PROBLEMS TO WORK ON:
1 - Name every group the passage on administrative detention lists as included among the roughly 1,000 administrative detainees.
2 - Render this sentence from the passage on administrative detention in Spanish: "It is issued for a maximum period of six months, subject to renewal."
3 - Reproduce the portion of the passage on administrative detention that opens with the words containing "The number of" and closes with "subject to renewal.".

PASSAGE PROVIDED:
• • • • • • •
The Israeli occupation authorities continue using the policy of administrative detention (without charge or trial) against hundreds of Palestinians in their prisons.
The number of administrative detainees in the Israeli occupation prisons is about 1,000, including the female detainee, Raghad Al-Fani, five children, two deputies from the Palestinian Legislative Council, two prisoners with cancer, and a number of elderly people over 60 years of age.
Administrative detention is detention without charge or trial, based on a secret file that neither the detainee nor his lawyer have access to. It is based on military orders of the occupation, which can be renewed unlimited times. It is issued for a maximum period of six months, subject to renewal.
The administrative detainees are taking part in the “disobedience” for the 17th day in a row, in protest against the abusive measures against them by the Minister of Internal Security of the Israeli occupation, Itamar Ben Gvir. Those measures are:
– Controlling the amount of water used by prisoners, and reducing the duration of bathing at a specific hour. Bathrooms designated for showering in the new sections of (Nafha) prison have been locked.
– Providing the prisoners with bad or frozen bread.
– Increased raids and searches against male and female prisoners, as well as using sound bombs and sniffer dogs during the searches.
– Approval of a first reading of a draft law depriving prisoners of medical treatment and some surgical operations.
• • • • • • •
Items from a data source
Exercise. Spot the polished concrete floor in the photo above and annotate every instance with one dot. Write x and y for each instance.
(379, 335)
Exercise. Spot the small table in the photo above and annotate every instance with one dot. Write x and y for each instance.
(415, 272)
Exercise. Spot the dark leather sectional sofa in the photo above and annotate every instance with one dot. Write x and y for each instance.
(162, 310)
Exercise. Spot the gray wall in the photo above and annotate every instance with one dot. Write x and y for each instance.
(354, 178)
• • • • • • •
SOLUTIONS PER TASK:
1 -
- The female detainee, Raghad Al-Fani
- Five children
- Two deputies from the Palestinian Legislative Council
- Two prisoners with cancer
- A number of elderly people over 60 years of age

2 - Se dicta por un período máximo de seis meses, sujeto a renovación.

3 -
The number of administrative detainees in the Israeli occupation prisons is about 1,000, including the female detainee, Raghad Al-Fani, five children, two deputies from the Palestinian Legislative Council, two prisoners with cancer, and a number of elderly people over 60 years of age.
Administrative detention is detention without charge or trial, based on a secret file that neither the detainee nor his lawyer have access to. It is based on military orders of the occupation, which can be renewed unlimited times. It is issued for a maximum period of six months, subject to renewal.